- **Data for processing**:
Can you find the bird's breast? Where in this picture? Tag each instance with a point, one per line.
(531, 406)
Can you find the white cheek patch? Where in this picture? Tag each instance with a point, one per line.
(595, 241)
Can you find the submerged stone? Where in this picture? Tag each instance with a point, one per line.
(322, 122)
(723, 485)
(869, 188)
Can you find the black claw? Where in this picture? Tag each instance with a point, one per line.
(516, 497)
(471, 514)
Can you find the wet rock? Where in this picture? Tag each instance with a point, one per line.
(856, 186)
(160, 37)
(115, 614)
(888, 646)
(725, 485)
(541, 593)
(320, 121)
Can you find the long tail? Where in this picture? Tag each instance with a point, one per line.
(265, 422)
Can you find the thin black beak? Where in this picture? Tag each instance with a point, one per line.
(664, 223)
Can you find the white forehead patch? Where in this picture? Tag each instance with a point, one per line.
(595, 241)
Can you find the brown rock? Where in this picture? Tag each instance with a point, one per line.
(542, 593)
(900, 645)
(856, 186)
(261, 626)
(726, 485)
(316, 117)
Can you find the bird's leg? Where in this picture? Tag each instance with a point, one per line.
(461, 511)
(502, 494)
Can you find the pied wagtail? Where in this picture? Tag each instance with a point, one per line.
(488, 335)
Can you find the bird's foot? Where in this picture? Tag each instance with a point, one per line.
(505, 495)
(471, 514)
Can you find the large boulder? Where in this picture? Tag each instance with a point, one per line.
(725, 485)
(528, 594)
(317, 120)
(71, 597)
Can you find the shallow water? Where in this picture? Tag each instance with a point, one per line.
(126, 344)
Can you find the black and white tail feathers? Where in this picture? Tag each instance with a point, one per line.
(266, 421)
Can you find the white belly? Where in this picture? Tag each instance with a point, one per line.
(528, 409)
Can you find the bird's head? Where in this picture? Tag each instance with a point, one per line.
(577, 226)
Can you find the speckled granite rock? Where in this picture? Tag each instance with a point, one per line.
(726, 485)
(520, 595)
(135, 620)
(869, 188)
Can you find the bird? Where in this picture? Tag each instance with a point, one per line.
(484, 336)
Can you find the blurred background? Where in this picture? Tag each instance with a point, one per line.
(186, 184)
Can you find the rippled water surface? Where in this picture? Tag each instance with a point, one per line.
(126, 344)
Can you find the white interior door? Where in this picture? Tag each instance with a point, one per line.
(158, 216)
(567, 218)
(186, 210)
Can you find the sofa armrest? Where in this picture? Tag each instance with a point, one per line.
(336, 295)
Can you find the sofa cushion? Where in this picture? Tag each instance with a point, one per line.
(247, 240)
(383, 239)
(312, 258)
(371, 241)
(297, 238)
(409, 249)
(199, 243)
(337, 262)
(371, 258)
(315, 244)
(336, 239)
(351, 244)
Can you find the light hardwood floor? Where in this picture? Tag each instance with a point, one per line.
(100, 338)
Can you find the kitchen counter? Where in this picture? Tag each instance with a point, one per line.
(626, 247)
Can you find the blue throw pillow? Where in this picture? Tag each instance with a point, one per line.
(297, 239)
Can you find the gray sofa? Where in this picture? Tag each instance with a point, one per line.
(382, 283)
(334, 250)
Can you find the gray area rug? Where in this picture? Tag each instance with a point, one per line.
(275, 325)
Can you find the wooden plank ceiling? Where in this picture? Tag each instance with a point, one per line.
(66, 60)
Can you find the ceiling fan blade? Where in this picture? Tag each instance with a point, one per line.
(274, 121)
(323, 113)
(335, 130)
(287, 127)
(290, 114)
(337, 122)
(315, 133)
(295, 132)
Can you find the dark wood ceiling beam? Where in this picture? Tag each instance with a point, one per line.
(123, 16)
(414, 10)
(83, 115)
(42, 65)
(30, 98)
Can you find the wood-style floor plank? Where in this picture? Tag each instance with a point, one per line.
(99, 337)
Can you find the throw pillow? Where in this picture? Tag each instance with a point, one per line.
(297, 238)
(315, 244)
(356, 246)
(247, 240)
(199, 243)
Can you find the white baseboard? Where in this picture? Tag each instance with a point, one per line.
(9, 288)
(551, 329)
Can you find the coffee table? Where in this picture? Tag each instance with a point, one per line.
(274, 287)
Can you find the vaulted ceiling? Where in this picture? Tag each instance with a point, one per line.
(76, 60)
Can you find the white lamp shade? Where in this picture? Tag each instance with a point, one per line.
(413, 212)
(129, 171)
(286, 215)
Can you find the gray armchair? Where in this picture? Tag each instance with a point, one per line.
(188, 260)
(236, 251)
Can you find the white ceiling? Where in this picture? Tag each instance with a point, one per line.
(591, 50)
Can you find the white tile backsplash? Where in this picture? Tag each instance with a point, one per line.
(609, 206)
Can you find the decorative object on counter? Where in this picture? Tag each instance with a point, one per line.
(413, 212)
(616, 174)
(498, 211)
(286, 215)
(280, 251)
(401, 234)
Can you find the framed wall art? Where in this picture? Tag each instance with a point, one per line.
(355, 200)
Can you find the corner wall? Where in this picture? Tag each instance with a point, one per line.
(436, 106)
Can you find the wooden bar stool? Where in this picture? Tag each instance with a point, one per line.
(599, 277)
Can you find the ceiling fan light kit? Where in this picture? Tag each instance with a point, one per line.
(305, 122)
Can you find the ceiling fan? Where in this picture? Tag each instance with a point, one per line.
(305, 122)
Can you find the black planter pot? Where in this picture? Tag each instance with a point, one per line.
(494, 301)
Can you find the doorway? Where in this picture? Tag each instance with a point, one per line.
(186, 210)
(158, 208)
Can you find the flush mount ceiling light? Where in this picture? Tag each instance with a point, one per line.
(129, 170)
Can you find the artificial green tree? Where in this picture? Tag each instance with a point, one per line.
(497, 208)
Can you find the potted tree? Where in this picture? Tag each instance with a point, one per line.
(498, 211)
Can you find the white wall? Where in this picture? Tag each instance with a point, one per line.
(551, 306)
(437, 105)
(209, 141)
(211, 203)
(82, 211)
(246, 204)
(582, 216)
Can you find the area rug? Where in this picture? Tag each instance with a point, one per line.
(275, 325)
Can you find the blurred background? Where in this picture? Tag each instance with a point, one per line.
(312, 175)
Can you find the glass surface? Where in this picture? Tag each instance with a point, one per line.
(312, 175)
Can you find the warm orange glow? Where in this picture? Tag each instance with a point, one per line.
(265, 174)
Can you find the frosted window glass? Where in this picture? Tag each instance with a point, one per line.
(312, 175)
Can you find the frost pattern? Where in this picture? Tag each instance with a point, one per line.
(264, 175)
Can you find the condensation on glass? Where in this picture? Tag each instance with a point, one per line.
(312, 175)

- **Required action**: All of the material above should be restated verbatim.

- **Answer to this exercise**:
Can you find the bird's breast? Where in this picture? Tag each instance with a point, one per line.
(531, 406)
Can you find the white cheek patch? Where in this picture? Tag each instance with a point, one per line.
(595, 241)
Can you find the submerged stone? Where in this picture? Tag each instance with a point, one per line.
(322, 122)
(723, 485)
(869, 188)
Can you find the black claw? Where in this picture? Tag each instance with a point, one per line.
(516, 497)
(471, 514)
Can you find the wet rock? Where in this picture? Tag each instance with a point, one per line.
(856, 186)
(160, 37)
(115, 614)
(888, 646)
(725, 485)
(541, 593)
(320, 121)
Can you find the long tail? Where in this picture? Tag each instance with a point, one per line.
(265, 422)
Can you find the thin black beak? Where in this picture? Tag each instance with a point, one per line.
(664, 223)
Can you find the white forehead patch? Where in this picture? Tag each instance with a point, one per line.
(595, 241)
Can you find the brown rock? Where in this picture? Tag each instance with a point, one per line.
(542, 593)
(900, 645)
(856, 186)
(261, 626)
(726, 485)
(316, 117)
Can you find the bird's leg? Where in this picture? Tag each instance with a point, one per line.
(461, 511)
(502, 494)
Can you find the pied wagtail? Where in this picture? Tag each instance with a point, one per line.
(488, 335)
Can you find the bird's foot? Where in this picture? Tag each instance with a point, one per line.
(505, 495)
(471, 514)
Can you find the large boulder? Where in this picture? Tag each instance with a point, one per line.
(725, 485)
(528, 594)
(317, 120)
(71, 597)
Can you find the shallow water? Where in this picture? Tag each instance with a point, one per line.
(126, 344)
Can you find the black and white tail feathers? Where in this picture? Tag each instance with a point, one per line.
(266, 421)
Can you find the white belly? Where in this picture? Tag each instance with a point, one per line.
(528, 409)
Can you find the bird's head? Where in this picture? Tag each instance with a point, one per line.
(577, 226)
Can you find the speckled granite rock? Where in this picture? Tag each instance with a point, one per line.
(726, 485)
(520, 595)
(135, 620)
(869, 188)
Can you find the bird? Where in this picture? Tag each instance with a point, one per line.
(484, 336)
Can you find the blurred background? Where in this picture? Tag each instance with a point, one per line.
(186, 184)
Can you find the rippled water surface? Where in this picture? Tag each instance with a point, one per line.
(126, 344)
Can you find the white interior door? Where in this picture? Tag each instance with a point, one per line.
(158, 216)
(567, 218)
(186, 210)
Can you find the sofa armrest? Where in this picture? Tag each instance with a point, one per line.
(336, 295)
Can you find the sofa cushion? Where in this picture? Tag each instance with a point, one per line.
(247, 240)
(383, 239)
(312, 258)
(371, 241)
(297, 238)
(409, 249)
(199, 243)
(337, 262)
(371, 258)
(315, 244)
(336, 239)
(351, 244)
Can you find the light hardwood floor? Where in this picture? Tag each instance with a point, one per line.
(100, 338)
Can you find the kitchen counter? Where in this picture? Tag each instance with a point, one per line.
(626, 247)
Can you find the blue throw pillow? Where in this picture? Tag each instance with a point, one per line.
(297, 239)
Can you find the gray sofa? Where in this picture? Tag each instance with a point, one per line.
(382, 283)
(334, 250)
Can you find the gray area rug? Where in this picture? Tag each instance with a point, one per line.
(275, 325)
Can you find the wooden plank ceiling? Where in this picture? Tag each instance with a point, one per line.
(66, 60)
Can you find the ceiling fan blade? Where in this picture? Tag each instance with a point, one per line.
(274, 121)
(323, 113)
(335, 130)
(287, 127)
(290, 114)
(337, 122)
(315, 133)
(295, 132)
Can you find the dark wood ceiling beam? Where in this picture? Tag each instance with a point, one per line.
(123, 16)
(414, 10)
(83, 115)
(42, 65)
(30, 98)
Can you find the wood-style floor plank? Where in this picture? Tag each instance with a point, one per line.
(99, 337)
Can you find the throw pillow? Where in this picture? Tag each instance with a point, one per line.
(297, 238)
(315, 244)
(356, 246)
(247, 240)
(199, 243)
Can you find the white baseboard? Where in this picture? Tag each instance with a point, one per line.
(9, 288)
(551, 329)
Can you find the coffee table? Where in this picture? Tag each instance with a point, one per line.
(274, 287)
Can you find the vaulted ceiling? Where in this picture? Tag each instance with a point, one per line.
(76, 60)
Can you find the white lamp shade? Where in this picture? Tag each instance with a point, one per line.
(413, 212)
(129, 171)
(286, 215)
Can you find the gray armchair? Where in this picture? Tag each instance with a point, one per line.
(188, 260)
(236, 251)
Can you find the white ceiling? Where in this picture? Tag each instance with a point, one per line.
(591, 50)
Can you find the white tile backsplash? Where in this picture? Tag each instance with a point, one per line.
(609, 206)
Can you find the decorative object on counter? Where in this picture? Tag each instance with a point, one per line.
(413, 212)
(616, 174)
(498, 211)
(286, 215)
(280, 251)
(401, 234)
Can you find the framed wall art? Where in this picture? Tag each instance with a point, one per line.
(355, 200)
Can you find the corner wall? Where in this picture? Tag each instance with a point, one per line.
(436, 106)
Can you find the wooden bar stool? Where in this picture? Tag each instance with a point, one per line.
(599, 277)
Can you find the ceiling fan light kit? Where in this picture? Tag each instance with a point, one per line.
(305, 122)
Can you find the ceiling fan? Where in this picture? Tag each instance with a point, one per line.
(305, 122)
Can you find the black planter pot? Where in this picture? Tag each instance with a point, one per line.
(494, 301)
Can you find the doorway? Where in this picture? Tag each instance with a point, one per line.
(186, 210)
(158, 208)
Can you find the flush mount ceiling light? Where in this picture? Tag each instance with a point, one per line.
(129, 170)
Can you find the artificial green tree? Where in this picture? Tag each instance with a point, one per line.
(497, 208)
Can you find the potted tree? Where in this picture? Tag each instance with a point, one per line.
(498, 211)
Can you find the white wall? Where in this picture? Tag each instance with a point, one per line.
(551, 306)
(437, 105)
(209, 141)
(211, 203)
(82, 211)
(246, 204)
(582, 216)
Can you find the area rug? Where in this picture? Tag each instance with a point, one per line.
(275, 325)
Can you find the blurred background? Where in this picture? Tag each instance with a point, one per line.
(312, 175)
Can you find the glass surface? Where in this picture? Tag each instance with a point, one per line.
(312, 175)
Can you find the warm orange glow? Where in this picture? Tag each instance with a point, one per line.
(265, 174)
Can you find the frosted window glass? Where in this picture? Tag each instance with a point, one per line.
(312, 175)
Can you find the frost pattern? Where in this picture? Tag each instance with a point, one per line.
(264, 175)
Can you find the condensation on glass? Where in this picture? Tag each instance with a point, one per line.
(312, 175)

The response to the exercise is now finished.